# Prompt
Count the lines below that include the word "black" and write that number alone.

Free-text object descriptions
┄┄┄┄┄┄

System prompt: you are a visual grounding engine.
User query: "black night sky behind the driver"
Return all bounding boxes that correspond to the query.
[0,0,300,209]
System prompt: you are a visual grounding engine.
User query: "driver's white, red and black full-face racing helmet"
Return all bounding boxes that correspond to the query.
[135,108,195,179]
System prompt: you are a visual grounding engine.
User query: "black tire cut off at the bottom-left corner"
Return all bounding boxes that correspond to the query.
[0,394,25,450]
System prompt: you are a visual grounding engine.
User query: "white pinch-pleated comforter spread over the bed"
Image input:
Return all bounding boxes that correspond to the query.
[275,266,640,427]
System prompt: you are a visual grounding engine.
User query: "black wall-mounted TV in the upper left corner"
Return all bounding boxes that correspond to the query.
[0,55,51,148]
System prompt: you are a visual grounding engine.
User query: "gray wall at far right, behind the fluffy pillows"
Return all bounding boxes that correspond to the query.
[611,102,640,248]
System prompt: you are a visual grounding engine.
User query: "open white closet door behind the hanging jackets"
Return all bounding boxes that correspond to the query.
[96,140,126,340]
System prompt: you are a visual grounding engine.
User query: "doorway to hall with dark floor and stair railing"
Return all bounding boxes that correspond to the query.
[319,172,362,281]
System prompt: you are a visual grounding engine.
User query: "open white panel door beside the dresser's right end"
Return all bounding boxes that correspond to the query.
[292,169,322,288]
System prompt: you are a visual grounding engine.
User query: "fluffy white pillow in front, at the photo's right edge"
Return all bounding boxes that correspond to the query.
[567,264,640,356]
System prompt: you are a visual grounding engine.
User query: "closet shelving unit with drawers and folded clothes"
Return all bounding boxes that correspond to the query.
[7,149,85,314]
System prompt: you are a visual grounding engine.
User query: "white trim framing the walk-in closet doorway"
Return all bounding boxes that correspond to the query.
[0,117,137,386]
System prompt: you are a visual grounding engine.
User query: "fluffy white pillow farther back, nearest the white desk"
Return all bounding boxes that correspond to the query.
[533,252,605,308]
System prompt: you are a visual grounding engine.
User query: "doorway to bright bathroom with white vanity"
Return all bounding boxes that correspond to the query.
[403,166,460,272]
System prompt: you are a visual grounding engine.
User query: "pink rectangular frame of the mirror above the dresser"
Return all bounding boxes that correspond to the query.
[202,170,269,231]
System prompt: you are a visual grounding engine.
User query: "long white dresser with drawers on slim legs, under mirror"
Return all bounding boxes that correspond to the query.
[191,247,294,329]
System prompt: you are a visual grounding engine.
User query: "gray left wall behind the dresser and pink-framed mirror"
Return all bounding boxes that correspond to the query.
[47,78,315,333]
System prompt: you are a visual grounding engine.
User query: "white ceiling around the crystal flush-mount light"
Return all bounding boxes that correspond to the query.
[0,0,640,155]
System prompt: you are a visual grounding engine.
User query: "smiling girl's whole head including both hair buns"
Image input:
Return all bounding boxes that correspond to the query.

┄┄┄┄┄┄

# Finished task
4